#### Aim of the exercise
Each entry below is to be transcribed exactly.

#### Given data
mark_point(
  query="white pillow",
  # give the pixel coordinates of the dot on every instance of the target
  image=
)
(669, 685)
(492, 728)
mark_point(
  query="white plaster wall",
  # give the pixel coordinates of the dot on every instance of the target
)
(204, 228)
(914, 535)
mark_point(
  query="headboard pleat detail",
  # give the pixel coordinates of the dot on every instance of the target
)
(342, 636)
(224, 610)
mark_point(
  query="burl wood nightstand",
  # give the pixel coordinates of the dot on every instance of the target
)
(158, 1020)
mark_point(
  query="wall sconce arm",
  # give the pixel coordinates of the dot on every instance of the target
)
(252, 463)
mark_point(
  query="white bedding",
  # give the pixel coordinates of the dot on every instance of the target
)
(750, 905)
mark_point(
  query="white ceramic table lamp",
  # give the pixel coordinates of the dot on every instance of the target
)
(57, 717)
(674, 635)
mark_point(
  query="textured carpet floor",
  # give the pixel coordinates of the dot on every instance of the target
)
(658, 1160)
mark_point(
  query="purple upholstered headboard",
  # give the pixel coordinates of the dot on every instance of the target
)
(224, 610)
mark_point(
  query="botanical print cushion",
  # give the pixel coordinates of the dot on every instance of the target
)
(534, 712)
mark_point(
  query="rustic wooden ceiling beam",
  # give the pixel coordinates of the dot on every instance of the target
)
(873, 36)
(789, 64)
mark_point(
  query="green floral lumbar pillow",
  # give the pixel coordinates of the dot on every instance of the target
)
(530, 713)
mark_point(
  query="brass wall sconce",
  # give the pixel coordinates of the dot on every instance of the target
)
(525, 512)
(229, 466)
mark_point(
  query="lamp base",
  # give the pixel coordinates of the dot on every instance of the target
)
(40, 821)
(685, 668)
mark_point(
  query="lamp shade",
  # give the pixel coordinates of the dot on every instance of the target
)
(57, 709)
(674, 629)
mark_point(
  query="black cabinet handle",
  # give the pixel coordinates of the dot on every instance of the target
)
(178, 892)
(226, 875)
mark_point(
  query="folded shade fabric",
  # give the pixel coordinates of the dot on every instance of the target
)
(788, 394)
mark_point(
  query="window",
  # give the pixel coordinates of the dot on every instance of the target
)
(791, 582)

#### The completed task
mark_point(
  query="white pillow",
  # give the pixel coordinates of the dot on every instance of the target
  image=
)
(669, 685)
(492, 728)
mark_point(
  query="white plaster wall",
  # give the pixel coordinates of the dot on every instance of the target
)
(204, 228)
(914, 535)
mark_point(
  query="headboard pleat detail",
  # give the pixel coordinates of the dot on every instance of the target
)
(342, 636)
(224, 610)
mark_point(
  query="burl wood nightstand",
  # give the pixel coordinates of the dot on every instance of the target
)
(158, 1020)
mark_point(
  query="wall sconce arm",
  # give the pixel coordinates of the dot on every instance of the target
)
(252, 463)
mark_point(
  query="white bedding",
  # give the pixel coordinates of the dot on every instance of the target
)
(750, 905)
mark_point(
  query="white ceramic table lamp",
  # give the pixel coordinates of the dot on every instance of the target
)
(57, 717)
(674, 635)
mark_point(
  query="textured carpet floor",
  # give the pixel coordinates of the dot on every instance of the target
)
(658, 1160)
mark_point(
  query="purple upholstered headboard",
  # give the pixel coordinates of the dot on every instance of the target
)
(224, 610)
mark_point(
  query="botanical print cushion",
  # give the pixel coordinates of the dot on every instance of the target
)
(534, 712)
mark_point(
  query="rustic wooden ceiling beam",
  # give the pixel coordinates of the dot on every instance of the target
)
(873, 36)
(789, 64)
mark_point(
  query="green floral lumbar pillow",
  # give the pixel coordinates of the dot on every instance of the target
)
(530, 713)
mark_point(
  query="brass wall sconce",
  # give the pixel coordinates of the dot on every instance of the target
)
(525, 512)
(229, 466)
mark_point(
  query="lamp base",
  # give the pixel coordinates of the dot on every instance of the target
)
(40, 821)
(685, 668)
mark_point(
  query="lamp shade",
  # give the pixel coordinates of the dot on every instance of the target
)
(57, 709)
(674, 629)
mark_point(
  query="black cabinet handle",
  # give the pixel coordinates of the dot on every instance of the target
)
(178, 892)
(226, 875)
mark_point(
  query="folded shade fabric",
  # give the pixel coordinates of the dot on every instance of the target
)
(788, 394)
mark_point(
  query="window",
  # give the pixel coordinates of the dot on every instance of the target
)
(791, 582)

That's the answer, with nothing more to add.